§ **SUPPLIED INFORMATION**

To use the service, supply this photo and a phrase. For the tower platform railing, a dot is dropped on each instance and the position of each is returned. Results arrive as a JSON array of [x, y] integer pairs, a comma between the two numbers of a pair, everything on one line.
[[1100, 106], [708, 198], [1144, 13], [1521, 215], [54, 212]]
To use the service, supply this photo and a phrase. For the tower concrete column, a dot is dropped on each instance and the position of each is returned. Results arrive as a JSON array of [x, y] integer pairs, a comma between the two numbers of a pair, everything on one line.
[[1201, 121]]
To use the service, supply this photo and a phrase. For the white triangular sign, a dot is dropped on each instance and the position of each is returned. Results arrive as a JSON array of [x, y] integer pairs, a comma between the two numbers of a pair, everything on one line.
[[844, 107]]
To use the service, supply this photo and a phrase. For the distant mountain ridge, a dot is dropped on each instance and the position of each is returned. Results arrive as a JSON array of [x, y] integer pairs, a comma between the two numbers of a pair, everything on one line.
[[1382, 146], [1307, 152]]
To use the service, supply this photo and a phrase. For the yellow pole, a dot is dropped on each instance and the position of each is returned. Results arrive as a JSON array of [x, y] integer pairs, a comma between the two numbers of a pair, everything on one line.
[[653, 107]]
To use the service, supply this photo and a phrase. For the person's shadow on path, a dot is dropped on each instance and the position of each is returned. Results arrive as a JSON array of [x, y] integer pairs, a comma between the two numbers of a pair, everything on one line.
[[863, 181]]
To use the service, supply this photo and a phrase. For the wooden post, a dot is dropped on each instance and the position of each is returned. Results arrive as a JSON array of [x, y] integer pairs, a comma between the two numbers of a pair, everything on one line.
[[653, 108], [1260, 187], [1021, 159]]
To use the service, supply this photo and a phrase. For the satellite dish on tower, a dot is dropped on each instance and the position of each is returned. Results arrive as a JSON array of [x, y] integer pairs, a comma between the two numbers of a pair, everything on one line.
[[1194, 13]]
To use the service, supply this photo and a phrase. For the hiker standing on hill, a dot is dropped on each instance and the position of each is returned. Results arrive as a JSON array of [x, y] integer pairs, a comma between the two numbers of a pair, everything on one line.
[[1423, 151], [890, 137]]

§ **SET EXERCISE**
Please lay out the rows from the line containing "For the hiker" through the end of the rows as a Markdown table with two columns, No and Line, numbering each line and leaving out blank lines.

§ **ANSWER TO THE TASK**
| No | Line |
|---|---|
| 1 | To use the service, supply this photo and a phrase. For the hiker standing on hill, a dot is dropped on each instance and the position of each is returned. Results arrive as a JSON array of [x, y] integer pairs, a comma between the two numbers of a pair, everything on one line. |
| 2 | [[1423, 151], [890, 137]] |